[What you will do]: Working from the top of the records below, reproduce each line exactly, ending once you have written the line containing "Existence query — does this image feature any five-pointed".

=== Section Start ===

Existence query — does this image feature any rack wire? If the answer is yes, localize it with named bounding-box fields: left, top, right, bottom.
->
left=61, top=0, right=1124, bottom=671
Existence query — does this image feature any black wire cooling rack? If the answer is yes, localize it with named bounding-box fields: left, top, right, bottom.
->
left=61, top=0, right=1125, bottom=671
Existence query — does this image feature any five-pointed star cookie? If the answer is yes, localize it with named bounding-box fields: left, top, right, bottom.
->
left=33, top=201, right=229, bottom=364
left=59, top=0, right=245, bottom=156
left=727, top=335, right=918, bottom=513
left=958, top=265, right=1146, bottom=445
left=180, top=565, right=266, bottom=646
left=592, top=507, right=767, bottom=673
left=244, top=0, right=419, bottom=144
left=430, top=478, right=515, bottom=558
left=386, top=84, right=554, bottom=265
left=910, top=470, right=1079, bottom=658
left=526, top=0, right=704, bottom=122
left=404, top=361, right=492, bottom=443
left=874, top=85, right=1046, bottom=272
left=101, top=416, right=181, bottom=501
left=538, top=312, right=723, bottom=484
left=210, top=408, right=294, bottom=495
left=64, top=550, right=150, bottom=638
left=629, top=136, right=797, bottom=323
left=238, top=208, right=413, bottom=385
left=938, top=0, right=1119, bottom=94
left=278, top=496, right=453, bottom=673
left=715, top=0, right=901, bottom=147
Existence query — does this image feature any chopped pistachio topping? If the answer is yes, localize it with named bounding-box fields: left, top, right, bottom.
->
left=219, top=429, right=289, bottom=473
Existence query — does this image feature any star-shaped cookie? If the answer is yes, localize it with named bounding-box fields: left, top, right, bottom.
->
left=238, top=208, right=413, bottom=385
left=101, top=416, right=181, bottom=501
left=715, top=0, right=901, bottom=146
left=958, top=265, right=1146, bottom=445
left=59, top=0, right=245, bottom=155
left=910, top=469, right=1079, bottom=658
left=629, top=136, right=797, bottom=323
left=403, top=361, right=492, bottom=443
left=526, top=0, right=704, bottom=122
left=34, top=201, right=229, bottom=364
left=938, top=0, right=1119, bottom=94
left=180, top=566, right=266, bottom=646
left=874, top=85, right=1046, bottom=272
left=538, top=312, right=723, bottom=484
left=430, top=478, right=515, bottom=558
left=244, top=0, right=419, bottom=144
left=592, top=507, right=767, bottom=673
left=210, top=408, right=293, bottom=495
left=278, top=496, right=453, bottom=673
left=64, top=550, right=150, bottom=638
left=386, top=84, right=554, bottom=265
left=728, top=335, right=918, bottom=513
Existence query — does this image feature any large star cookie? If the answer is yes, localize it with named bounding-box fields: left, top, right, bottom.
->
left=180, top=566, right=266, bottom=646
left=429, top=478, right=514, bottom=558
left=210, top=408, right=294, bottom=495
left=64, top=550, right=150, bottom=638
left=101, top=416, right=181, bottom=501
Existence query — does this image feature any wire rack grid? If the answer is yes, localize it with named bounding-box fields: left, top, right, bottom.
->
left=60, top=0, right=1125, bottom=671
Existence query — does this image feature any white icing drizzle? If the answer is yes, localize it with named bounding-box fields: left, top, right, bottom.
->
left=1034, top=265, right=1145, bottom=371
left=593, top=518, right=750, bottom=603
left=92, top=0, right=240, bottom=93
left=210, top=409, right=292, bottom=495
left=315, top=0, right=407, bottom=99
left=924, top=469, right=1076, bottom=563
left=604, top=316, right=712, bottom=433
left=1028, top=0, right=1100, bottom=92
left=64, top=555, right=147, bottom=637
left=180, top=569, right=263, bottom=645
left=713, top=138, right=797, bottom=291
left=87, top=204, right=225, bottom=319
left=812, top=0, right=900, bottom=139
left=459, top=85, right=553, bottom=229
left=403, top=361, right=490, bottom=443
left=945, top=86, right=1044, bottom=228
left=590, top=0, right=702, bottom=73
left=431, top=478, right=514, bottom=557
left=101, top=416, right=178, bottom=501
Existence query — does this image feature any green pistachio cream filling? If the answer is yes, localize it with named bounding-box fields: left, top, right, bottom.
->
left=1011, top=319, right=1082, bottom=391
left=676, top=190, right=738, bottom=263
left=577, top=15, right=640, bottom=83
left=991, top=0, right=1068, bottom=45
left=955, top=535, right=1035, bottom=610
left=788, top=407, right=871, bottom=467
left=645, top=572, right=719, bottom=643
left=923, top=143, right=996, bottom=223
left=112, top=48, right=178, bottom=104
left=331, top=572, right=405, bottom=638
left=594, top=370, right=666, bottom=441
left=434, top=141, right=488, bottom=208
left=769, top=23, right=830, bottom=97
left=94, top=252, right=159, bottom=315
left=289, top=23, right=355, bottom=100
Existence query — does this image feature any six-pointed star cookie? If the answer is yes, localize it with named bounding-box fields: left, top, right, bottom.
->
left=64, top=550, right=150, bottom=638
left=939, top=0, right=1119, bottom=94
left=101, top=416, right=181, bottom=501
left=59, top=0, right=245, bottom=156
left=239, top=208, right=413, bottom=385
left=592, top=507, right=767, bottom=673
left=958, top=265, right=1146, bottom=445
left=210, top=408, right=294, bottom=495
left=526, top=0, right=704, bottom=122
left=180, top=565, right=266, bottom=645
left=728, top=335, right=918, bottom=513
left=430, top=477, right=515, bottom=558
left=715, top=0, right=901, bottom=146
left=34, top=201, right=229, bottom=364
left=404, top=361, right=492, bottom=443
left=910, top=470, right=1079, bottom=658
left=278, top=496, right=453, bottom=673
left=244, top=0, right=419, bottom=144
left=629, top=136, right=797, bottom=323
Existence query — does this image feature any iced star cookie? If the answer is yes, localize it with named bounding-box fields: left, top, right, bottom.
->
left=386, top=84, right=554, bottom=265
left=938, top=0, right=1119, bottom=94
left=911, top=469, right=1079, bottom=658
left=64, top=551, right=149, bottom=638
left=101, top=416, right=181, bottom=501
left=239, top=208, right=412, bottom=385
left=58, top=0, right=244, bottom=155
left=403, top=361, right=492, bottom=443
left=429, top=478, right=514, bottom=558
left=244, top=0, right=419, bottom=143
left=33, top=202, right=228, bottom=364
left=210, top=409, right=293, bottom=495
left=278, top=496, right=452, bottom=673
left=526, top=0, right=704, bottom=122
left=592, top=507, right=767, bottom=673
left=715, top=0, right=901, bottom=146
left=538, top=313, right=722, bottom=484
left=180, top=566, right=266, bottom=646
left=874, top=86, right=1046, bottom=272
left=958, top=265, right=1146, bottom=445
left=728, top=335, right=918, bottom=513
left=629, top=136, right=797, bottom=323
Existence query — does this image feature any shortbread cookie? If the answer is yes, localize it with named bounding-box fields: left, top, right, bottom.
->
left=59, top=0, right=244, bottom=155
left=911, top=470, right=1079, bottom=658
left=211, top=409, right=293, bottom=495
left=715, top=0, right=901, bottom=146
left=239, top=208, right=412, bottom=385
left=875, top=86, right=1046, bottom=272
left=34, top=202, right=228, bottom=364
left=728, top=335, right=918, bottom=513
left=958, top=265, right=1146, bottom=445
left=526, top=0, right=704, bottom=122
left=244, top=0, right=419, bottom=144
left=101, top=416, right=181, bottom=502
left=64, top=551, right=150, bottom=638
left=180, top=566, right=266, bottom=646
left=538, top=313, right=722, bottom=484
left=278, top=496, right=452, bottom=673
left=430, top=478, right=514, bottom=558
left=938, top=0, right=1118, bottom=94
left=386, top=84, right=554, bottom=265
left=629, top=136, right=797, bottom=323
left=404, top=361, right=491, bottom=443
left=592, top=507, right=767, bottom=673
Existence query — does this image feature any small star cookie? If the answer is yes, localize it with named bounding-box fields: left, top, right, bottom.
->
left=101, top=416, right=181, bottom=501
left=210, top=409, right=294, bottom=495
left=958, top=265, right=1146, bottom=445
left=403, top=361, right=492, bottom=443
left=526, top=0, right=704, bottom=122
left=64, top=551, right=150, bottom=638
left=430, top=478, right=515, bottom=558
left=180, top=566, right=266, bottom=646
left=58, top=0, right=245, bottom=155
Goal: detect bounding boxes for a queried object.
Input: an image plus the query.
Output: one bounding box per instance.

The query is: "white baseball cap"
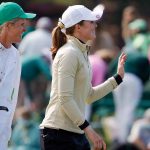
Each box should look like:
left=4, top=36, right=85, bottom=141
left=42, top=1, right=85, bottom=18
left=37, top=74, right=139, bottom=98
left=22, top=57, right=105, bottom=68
left=59, top=5, right=104, bottom=29
left=93, top=4, right=105, bottom=18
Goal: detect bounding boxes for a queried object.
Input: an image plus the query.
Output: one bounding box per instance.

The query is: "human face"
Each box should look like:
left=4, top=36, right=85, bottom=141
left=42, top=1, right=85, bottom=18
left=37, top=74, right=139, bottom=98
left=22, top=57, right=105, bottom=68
left=76, top=21, right=97, bottom=42
left=7, top=19, right=27, bottom=43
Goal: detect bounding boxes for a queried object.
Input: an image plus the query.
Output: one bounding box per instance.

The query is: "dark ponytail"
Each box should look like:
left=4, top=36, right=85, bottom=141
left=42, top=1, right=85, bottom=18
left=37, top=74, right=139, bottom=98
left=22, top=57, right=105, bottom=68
left=51, top=26, right=67, bottom=59
left=51, top=20, right=84, bottom=59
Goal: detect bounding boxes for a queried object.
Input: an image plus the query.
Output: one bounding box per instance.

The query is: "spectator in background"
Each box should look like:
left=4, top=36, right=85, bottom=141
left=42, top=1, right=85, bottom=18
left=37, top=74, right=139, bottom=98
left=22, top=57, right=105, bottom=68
left=18, top=49, right=52, bottom=123
left=126, top=18, right=150, bottom=56
left=20, top=48, right=52, bottom=104
left=122, top=6, right=150, bottom=57
left=109, top=6, right=150, bottom=145
left=19, top=16, right=53, bottom=57
left=89, top=50, right=111, bottom=86
left=121, top=6, right=139, bottom=42
left=128, top=108, right=150, bottom=150
left=109, top=51, right=150, bottom=144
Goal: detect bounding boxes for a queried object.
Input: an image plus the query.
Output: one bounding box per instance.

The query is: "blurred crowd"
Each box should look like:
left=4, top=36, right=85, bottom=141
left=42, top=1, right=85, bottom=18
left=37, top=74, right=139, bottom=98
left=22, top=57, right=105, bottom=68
left=8, top=4, right=150, bottom=150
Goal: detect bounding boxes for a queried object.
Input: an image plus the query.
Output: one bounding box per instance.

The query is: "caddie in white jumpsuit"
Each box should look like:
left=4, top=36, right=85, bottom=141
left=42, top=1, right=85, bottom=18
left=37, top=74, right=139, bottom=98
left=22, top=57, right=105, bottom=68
left=0, top=2, right=36, bottom=150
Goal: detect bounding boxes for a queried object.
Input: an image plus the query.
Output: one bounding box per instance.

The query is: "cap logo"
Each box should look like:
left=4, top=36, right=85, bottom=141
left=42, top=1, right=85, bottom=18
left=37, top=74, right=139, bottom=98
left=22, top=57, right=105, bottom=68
left=96, top=15, right=100, bottom=19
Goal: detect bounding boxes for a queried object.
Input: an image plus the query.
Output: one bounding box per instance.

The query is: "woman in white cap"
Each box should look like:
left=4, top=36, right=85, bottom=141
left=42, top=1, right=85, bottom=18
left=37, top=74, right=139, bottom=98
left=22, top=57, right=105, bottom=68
left=0, top=2, right=36, bottom=150
left=40, top=5, right=126, bottom=150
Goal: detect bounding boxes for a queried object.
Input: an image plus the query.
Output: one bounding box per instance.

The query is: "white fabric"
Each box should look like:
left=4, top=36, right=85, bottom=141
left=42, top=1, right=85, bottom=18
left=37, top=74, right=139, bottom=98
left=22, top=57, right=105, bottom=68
left=93, top=4, right=104, bottom=17
left=128, top=117, right=150, bottom=149
left=113, top=73, right=143, bottom=143
left=19, top=29, right=52, bottom=57
left=60, top=5, right=103, bottom=28
left=0, top=43, right=21, bottom=150
left=128, top=119, right=146, bottom=142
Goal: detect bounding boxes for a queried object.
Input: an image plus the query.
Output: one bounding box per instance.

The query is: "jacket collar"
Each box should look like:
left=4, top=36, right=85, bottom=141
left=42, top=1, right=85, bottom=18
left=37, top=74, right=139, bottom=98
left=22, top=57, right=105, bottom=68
left=67, top=35, right=92, bottom=52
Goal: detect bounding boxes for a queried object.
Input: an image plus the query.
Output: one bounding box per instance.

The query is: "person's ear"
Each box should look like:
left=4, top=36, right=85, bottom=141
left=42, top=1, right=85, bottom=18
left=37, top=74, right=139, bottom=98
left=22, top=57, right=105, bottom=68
left=75, top=24, right=81, bottom=31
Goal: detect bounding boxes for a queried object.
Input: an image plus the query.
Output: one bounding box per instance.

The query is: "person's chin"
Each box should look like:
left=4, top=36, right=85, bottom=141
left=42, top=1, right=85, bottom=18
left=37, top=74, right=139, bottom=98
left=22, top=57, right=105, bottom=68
left=15, top=38, right=22, bottom=43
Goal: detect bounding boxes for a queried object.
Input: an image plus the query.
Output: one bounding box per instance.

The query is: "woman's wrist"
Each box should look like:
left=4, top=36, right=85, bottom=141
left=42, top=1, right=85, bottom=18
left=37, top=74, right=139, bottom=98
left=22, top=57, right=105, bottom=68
left=79, top=120, right=90, bottom=130
left=114, top=74, right=123, bottom=85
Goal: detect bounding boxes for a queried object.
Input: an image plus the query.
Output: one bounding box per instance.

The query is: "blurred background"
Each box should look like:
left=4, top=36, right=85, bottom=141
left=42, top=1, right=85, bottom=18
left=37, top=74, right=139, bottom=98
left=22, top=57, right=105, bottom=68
left=1, top=0, right=150, bottom=150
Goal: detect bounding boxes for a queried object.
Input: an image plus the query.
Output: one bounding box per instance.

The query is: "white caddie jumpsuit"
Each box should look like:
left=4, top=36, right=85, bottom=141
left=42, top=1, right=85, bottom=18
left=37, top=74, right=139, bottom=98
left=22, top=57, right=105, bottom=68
left=0, top=43, right=21, bottom=150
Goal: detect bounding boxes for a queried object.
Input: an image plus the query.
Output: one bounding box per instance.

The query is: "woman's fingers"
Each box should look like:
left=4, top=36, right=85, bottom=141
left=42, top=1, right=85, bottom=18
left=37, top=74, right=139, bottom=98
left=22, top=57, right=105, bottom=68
left=85, top=126, right=106, bottom=150
left=94, top=139, right=102, bottom=149
left=120, top=53, right=126, bottom=61
left=93, top=137, right=105, bottom=150
left=119, top=52, right=127, bottom=65
left=102, top=140, right=106, bottom=150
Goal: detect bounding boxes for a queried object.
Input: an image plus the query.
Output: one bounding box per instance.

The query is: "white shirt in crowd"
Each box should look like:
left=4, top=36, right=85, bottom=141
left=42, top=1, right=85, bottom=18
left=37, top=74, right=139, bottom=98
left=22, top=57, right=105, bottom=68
left=19, top=28, right=52, bottom=57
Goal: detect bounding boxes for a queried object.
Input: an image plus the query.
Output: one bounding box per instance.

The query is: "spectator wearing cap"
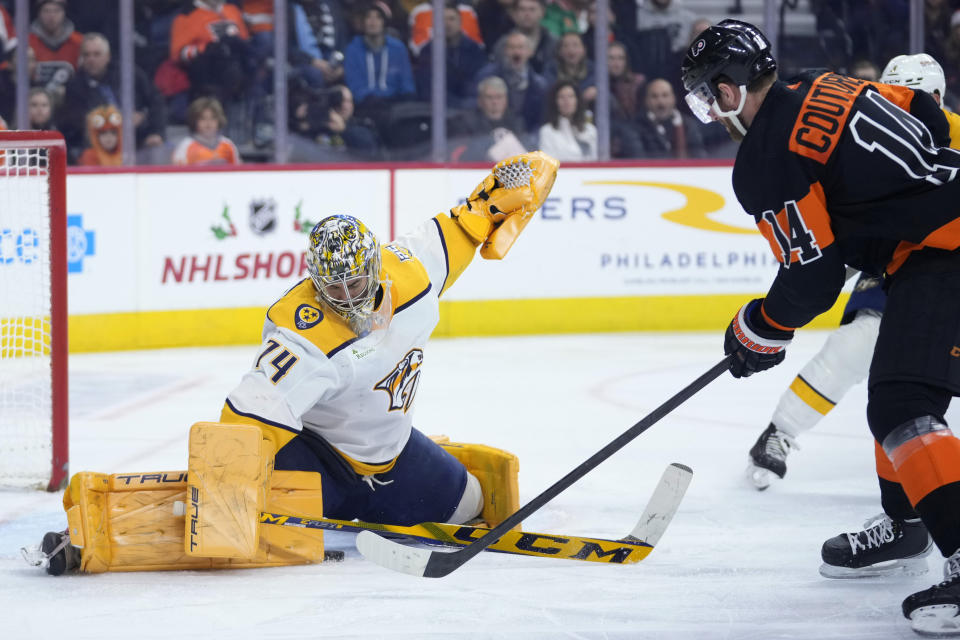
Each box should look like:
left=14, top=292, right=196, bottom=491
left=348, top=1, right=410, bottom=43
left=343, top=4, right=416, bottom=113
left=61, top=33, right=167, bottom=162
left=473, top=29, right=548, bottom=132
left=29, top=0, right=84, bottom=100
left=414, top=1, right=487, bottom=108
left=493, top=0, right=556, bottom=75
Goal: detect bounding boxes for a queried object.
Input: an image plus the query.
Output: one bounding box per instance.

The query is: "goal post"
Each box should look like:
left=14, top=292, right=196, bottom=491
left=0, top=131, right=69, bottom=491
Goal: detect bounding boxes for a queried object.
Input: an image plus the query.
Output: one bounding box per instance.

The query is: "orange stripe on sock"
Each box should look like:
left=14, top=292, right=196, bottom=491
left=874, top=440, right=898, bottom=482
left=889, top=433, right=960, bottom=505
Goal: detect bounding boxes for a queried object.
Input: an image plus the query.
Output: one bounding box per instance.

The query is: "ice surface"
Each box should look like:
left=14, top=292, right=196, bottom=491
left=0, top=332, right=943, bottom=639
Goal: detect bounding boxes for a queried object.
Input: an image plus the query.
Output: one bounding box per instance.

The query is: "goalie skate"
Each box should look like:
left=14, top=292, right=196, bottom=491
left=21, top=530, right=80, bottom=576
left=819, top=514, right=932, bottom=579
left=904, top=551, right=960, bottom=637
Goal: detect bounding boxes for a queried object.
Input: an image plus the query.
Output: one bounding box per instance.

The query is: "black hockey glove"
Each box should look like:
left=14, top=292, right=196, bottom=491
left=724, top=298, right=794, bottom=378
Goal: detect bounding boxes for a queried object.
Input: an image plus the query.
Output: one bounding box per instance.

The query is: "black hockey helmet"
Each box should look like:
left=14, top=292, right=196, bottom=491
left=681, top=20, right=776, bottom=123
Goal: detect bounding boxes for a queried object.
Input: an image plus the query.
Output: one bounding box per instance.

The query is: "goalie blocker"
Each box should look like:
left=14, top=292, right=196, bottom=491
left=27, top=423, right=519, bottom=574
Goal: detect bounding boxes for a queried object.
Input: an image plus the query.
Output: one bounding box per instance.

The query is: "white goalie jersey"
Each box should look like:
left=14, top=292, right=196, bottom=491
left=221, top=214, right=479, bottom=471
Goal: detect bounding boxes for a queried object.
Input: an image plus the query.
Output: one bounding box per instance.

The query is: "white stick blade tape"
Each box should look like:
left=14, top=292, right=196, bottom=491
left=628, top=462, right=693, bottom=547
left=355, top=530, right=433, bottom=577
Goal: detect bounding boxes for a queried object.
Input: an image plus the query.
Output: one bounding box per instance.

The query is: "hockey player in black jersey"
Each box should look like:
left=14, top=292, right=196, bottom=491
left=745, top=53, right=960, bottom=493
left=682, top=19, right=960, bottom=636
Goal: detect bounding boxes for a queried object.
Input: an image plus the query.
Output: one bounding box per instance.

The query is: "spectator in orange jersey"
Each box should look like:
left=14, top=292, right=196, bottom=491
left=407, top=1, right=484, bottom=56
left=239, top=0, right=278, bottom=63
left=172, top=97, right=241, bottom=166
left=169, top=0, right=251, bottom=103
left=29, top=0, right=84, bottom=101
left=78, top=105, right=123, bottom=167
left=240, top=0, right=274, bottom=35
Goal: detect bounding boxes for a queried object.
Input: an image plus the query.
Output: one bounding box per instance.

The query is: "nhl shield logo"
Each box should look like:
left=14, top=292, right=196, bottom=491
left=249, top=198, right=277, bottom=235
left=374, top=349, right=424, bottom=412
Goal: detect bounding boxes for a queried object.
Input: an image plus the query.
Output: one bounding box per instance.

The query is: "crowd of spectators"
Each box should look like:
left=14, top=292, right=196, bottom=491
left=0, top=0, right=958, bottom=165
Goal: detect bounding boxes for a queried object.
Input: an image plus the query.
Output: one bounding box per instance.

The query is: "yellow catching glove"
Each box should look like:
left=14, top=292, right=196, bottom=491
left=450, top=151, right=559, bottom=259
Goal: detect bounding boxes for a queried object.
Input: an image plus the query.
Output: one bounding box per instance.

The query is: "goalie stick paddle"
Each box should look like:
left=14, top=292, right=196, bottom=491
left=259, top=462, right=691, bottom=565
left=357, top=357, right=731, bottom=577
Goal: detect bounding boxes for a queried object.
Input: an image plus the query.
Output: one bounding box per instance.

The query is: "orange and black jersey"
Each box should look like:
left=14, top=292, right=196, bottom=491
left=733, top=70, right=959, bottom=330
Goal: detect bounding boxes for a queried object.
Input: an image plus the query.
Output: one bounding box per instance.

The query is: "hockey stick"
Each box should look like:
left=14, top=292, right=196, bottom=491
left=357, top=356, right=731, bottom=577
left=261, top=462, right=692, bottom=565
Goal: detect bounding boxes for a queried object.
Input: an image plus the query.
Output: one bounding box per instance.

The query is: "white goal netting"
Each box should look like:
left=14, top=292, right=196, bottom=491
left=0, top=144, right=59, bottom=489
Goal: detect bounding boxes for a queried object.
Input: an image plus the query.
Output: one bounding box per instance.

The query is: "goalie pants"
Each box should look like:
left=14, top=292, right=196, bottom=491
left=273, top=427, right=468, bottom=526
left=867, top=252, right=960, bottom=557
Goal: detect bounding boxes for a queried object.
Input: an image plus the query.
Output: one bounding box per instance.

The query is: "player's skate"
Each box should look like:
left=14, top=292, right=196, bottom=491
left=20, top=530, right=80, bottom=576
left=819, top=514, right=932, bottom=578
left=904, top=550, right=960, bottom=637
left=746, top=423, right=796, bottom=490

=== Section End ===

[Response below]:
Existence query — does this image feature any rack wire? If the answer is yes, localize it with named bounding-box fields: left, top, right, bottom.
->
left=61, top=0, right=1124, bottom=671
Existence query — does this image feature any black wire cooling rack? If the answer is yes, localize it with named bounding-box fields: left, top, right, bottom.
->
left=61, top=0, right=1125, bottom=671
Existence query — does this image feature any five-pointed star cookie? If the answer is yes, localize it with named bounding-box fields: left, top, right, bottom.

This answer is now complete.